[What this task involves]:
Render the records below as a Markdown table with the columns "No." and "Text", one row per line, numbering each row and omitting blank lines.

[Data provided]:

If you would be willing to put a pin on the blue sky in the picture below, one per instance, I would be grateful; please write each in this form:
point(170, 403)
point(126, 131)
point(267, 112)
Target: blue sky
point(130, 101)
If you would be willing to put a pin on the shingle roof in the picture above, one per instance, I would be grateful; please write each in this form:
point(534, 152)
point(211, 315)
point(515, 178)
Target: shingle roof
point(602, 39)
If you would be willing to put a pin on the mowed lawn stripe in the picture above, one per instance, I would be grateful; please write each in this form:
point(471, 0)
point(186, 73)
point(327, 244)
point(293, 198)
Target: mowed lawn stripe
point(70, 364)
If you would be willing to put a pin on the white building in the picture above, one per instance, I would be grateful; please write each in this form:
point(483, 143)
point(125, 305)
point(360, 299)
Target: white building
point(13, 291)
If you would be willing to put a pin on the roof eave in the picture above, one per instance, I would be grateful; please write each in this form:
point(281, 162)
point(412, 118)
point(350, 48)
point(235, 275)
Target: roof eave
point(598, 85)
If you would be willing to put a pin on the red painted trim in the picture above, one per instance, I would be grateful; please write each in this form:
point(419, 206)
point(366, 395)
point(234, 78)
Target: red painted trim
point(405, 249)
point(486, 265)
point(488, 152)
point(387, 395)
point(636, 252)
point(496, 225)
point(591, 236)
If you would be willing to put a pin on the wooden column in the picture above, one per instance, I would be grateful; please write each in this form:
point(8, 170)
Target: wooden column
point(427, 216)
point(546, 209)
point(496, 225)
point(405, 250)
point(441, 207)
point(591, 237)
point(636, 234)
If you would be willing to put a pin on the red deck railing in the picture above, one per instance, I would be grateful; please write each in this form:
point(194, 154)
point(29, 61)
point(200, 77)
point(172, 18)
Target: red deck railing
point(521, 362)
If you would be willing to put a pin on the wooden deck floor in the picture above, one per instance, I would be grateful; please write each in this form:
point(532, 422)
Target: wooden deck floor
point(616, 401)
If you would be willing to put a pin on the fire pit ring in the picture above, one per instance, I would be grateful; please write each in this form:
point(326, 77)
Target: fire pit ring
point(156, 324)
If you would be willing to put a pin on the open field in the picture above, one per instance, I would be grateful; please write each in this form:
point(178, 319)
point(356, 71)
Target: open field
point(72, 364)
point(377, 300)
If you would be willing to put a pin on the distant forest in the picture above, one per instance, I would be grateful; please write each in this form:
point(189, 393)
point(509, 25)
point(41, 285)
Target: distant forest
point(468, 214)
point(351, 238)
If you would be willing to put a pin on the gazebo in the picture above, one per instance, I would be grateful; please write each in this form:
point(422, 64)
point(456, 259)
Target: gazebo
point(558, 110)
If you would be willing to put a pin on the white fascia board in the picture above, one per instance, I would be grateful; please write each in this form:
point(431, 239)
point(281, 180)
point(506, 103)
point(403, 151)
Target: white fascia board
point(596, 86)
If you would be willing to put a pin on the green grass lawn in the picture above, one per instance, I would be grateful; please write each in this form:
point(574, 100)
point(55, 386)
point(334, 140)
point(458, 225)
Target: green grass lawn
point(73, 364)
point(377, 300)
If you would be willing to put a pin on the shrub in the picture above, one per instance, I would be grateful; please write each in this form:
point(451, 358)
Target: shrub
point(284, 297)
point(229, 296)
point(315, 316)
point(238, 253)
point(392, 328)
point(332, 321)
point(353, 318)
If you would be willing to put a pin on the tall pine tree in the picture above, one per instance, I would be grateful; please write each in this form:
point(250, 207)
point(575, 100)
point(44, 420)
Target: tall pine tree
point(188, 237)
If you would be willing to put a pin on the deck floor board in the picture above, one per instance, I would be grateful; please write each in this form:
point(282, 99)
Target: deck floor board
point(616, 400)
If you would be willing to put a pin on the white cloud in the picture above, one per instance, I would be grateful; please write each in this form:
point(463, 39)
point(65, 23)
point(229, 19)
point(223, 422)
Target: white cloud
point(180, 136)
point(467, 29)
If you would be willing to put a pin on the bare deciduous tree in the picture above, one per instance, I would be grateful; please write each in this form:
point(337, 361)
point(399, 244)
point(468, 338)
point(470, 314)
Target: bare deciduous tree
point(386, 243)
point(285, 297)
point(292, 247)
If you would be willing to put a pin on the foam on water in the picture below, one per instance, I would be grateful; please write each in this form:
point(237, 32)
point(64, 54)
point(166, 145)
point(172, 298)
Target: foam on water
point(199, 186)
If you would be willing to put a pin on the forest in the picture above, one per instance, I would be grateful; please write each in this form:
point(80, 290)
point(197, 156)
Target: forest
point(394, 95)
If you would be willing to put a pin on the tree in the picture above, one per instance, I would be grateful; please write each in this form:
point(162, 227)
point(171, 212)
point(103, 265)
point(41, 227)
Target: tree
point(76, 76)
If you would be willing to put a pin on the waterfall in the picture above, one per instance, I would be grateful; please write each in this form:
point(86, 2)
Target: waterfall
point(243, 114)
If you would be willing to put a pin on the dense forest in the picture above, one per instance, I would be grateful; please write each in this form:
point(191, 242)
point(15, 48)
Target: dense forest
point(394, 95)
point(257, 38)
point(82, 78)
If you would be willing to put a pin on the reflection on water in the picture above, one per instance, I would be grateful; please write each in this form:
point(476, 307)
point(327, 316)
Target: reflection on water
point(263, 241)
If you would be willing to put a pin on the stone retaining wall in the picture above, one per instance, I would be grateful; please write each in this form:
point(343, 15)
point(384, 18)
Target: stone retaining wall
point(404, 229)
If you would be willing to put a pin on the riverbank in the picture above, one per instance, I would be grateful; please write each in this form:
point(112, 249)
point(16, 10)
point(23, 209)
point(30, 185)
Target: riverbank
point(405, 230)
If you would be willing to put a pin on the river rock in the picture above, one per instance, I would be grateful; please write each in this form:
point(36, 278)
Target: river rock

[Result for this exercise]:
| No. | Text |
|---|---|
| 1 | If you would be willing to put a pin on the blue sky in the picture below, one per instance, I would be grateful; please write each in this form: |
| 2 | point(170, 403) |
| 3 | point(126, 131) |
| 4 | point(267, 112) |
| 5 | Target: blue sky |
| 6 | point(130, 101) |
| 7 | If you would be willing to put a pin on the shingle roof in the picture above, one per instance, I would be grateful; please write each in this form: |
| 8 | point(534, 152) |
| 9 | point(211, 315) |
| 10 | point(515, 178) |
| 11 | Target: shingle roof |
| 12 | point(602, 39) |
| 13 | If you would be willing to put a pin on the mowed lawn stripe in the picture above, one per instance, I would be grateful; please write each in this form: |
| 14 | point(471, 0) |
| 15 | point(186, 73) |
| 16 | point(327, 244) |
| 17 | point(293, 198) |
| 18 | Target: mowed lawn stripe |
| 19 | point(70, 364) |
| 20 | If you would be willing to put a pin on the white building in the picture above, one per instance, I would be grateful; please write each in this form: |
| 21 | point(483, 143) |
| 22 | point(125, 305) |
| 23 | point(360, 299) |
| 24 | Target: white building |
| 25 | point(13, 291) |
| 26 | If you would be willing to put a pin on the roof eave in the picture above, one per instance, I would be grateful; please write each in this form: |
| 27 | point(281, 162) |
| 28 | point(412, 118) |
| 29 | point(350, 48) |
| 30 | point(235, 275) |
| 31 | Target: roof eave |
| 32 | point(598, 85) |
| 33 | If you would be willing to put a pin on the red painted trim in the picture above, one per instance, I would be grateful; please write each in this form: |
| 34 | point(419, 206) |
| 35 | point(366, 395) |
| 36 | point(234, 78) |
| 37 | Target: red painted trim |
| 38 | point(405, 249) |
| 39 | point(486, 265) |
| 40 | point(488, 152) |
| 41 | point(387, 395) |
| 42 | point(636, 252) |
| 43 | point(496, 225) |
| 44 | point(591, 236) |
| 45 | If you would be willing to put a pin on the wooden column in the picture above, one per instance, I would be grateful; please write each in this form: |
| 46 | point(8, 170) |
| 47 | Target: wooden column |
| 48 | point(427, 216) |
| 49 | point(546, 209) |
| 50 | point(496, 225) |
| 51 | point(405, 250) |
| 52 | point(441, 207) |
| 53 | point(591, 237) |
| 54 | point(636, 234) |
| 55 | If you would be willing to put a pin on the red deck railing in the picture above, one per instance, I would be grateful; please write each in this form: |
| 56 | point(194, 154) |
| 57 | point(29, 61) |
| 58 | point(200, 77) |
| 59 | point(172, 18) |
| 60 | Target: red deck railing |
| 61 | point(521, 362) |
| 62 | If you would be willing to put a pin on the wooden deck floor in the picture above, one per instance, I would be grateful; please write each in this form: |
| 63 | point(532, 422) |
| 64 | Target: wooden deck floor |
| 65 | point(616, 401) |
| 66 | If you would be willing to put a pin on the fire pit ring in the picture above, one per instance, I would be grateful; please write each in this form: |
| 67 | point(326, 77) |
| 68 | Target: fire pit ring |
| 69 | point(156, 324) |
| 70 | If you would be willing to put a pin on the open field in the picture above, one per instance, I would be grateful; please write each in this form: |
| 71 | point(178, 319) |
| 72 | point(356, 71) |
| 73 | Target: open field |
| 74 | point(72, 364) |
| 75 | point(377, 300) |
| 76 | If you would be willing to put a pin on the distant forest in the picture above, one per instance, I would be grateful; please write each in this form: |
| 77 | point(189, 393) |
| 78 | point(509, 25) |
| 79 | point(41, 285) |
| 80 | Target: distant forest |
| 81 | point(468, 214) |
| 82 | point(351, 238) |
| 83 | If you would be willing to put a pin on the gazebo in the picture above, one per instance, I would be grateful; please write each in this form: |
| 84 | point(422, 64) |
| 85 | point(456, 259) |
| 86 | Target: gazebo |
| 87 | point(558, 110) |
| 88 | If you would be willing to put a pin on the white fascia board in the picture above, one per instance, I would be grateful; please write each in this form: |
| 89 | point(431, 239) |
| 90 | point(281, 180) |
| 91 | point(506, 103) |
| 92 | point(403, 151) |
| 93 | Target: white fascia board |
| 94 | point(596, 86) |
| 95 | If you would be willing to put a pin on the green grass lawn in the picture above, one per instance, I would be grateful; please write each in this form: |
| 96 | point(574, 100) |
| 97 | point(55, 386) |
| 98 | point(334, 140) |
| 99 | point(458, 225) |
| 100 | Target: green grass lawn |
| 101 | point(73, 364) |
| 102 | point(377, 300) |
| 103 | If you would be willing to put a pin on the shrub in the picture above, one per instance, I would be grateful; please write each in this form: |
| 104 | point(451, 358) |
| 105 | Target: shrub |
| 106 | point(284, 297) |
| 107 | point(229, 296) |
| 108 | point(315, 316) |
| 109 | point(238, 253) |
| 110 | point(392, 328) |
| 111 | point(332, 321) |
| 112 | point(353, 318) |
| 113 | If you would be willing to put a pin on the tall pine tree in the picture above, one per instance, I would be grateful; please write each in this form: |
| 114 | point(250, 207) |
| 115 | point(575, 100) |
| 116 | point(44, 420) |
| 117 | Target: tall pine tree |
| 118 | point(188, 237) |
| 119 | If you would be willing to put a pin on the deck floor board in the picture above, one per instance, I would be grateful; please write each in this form: |
| 120 | point(282, 99) |
| 121 | Target: deck floor board |
| 122 | point(616, 400) |
| 123 | If you would be willing to put a pin on the white cloud in the picture above, one per instance, I would be grateful; please write each in this form: |
| 124 | point(463, 39) |
| 125 | point(65, 23) |
| 126 | point(229, 19) |
| 127 | point(223, 422) |
| 128 | Target: white cloud |
| 129 | point(180, 136) |
| 130 | point(467, 29) |
| 131 | If you would be willing to put a pin on the bare deciduous tree in the picture above, one per instance, I would be grateful; please write each in this form: |
| 132 | point(337, 361) |
| 133 | point(399, 244) |
| 134 | point(468, 338) |
| 135 | point(470, 314) |
| 136 | Target: bare deciduous tree |
| 137 | point(386, 243) |
| 138 | point(285, 297) |
| 139 | point(292, 247) |
| 140 | If you would be willing to put a pin on the foam on water in the picture below, one per instance, I would be grateful; please write each in this form: |
| 141 | point(237, 32) |
| 142 | point(64, 54) |
| 143 | point(166, 145) |
| 144 | point(172, 298) |
| 145 | Target: foam on water |
| 146 | point(199, 186) |
| 147 | If you would be willing to put a pin on the forest in the picture above, one per instance, I would be grateful; please write each in this form: |
| 148 | point(80, 290) |
| 149 | point(197, 156) |
| 150 | Target: forest |
| 151 | point(394, 95) |
| 152 | If you would be willing to put a pin on the tree in the picture above, one per instance, I would be grateful; please write each in this form: |
| 153 | point(162, 227) |
| 154 | point(171, 212) |
| 155 | point(103, 265) |
| 156 | point(41, 227) |
| 157 | Target: tree |
| 158 | point(76, 76) |
| 159 | If you would be willing to put a pin on the waterfall in the picture above, one per instance, I would be grateful; please write each in this form: |
| 160 | point(86, 2) |
| 161 | Target: waterfall |
| 162 | point(243, 114) |
| 163 | If you would be willing to put a pin on the dense forest in the picture above, one per instance, I would be grateful; please write each in this form: |
| 164 | point(191, 242) |
| 165 | point(15, 48) |
| 166 | Target: dense forest |
| 167 | point(394, 95) |
| 168 | point(257, 38) |
| 169 | point(82, 78) |
| 170 | If you would be willing to put a pin on the reflection on water in the picture above, one per instance, I would be grateful; please write each in this form: |
| 171 | point(476, 307) |
| 172 | point(327, 316) |
| 173 | Target: reflection on water |
| 174 | point(263, 241) |
| 175 | If you would be willing to put a pin on the stone retaining wall in the picture above, one per instance, I would be grateful; please write each in this form: |
| 176 | point(343, 15) |
| 177 | point(384, 18) |
| 178 | Target: stone retaining wall |
| 179 | point(404, 229) |
| 180 | If you would be willing to put a pin on the riverbank in the picture above, one per instance, I would be grateful; please write each in this form: |
| 181 | point(112, 249) |
| 182 | point(16, 10) |
| 183 | point(23, 209) |
| 184 | point(30, 185) |
| 185 | Target: riverbank |
| 186 | point(405, 230) |
| 187 | If you would be willing to put a pin on the river rock in the picture above, one per instance, I would be grateful; please write each in this form: |
| 188 | point(36, 278) |
| 189 | Target: river rock |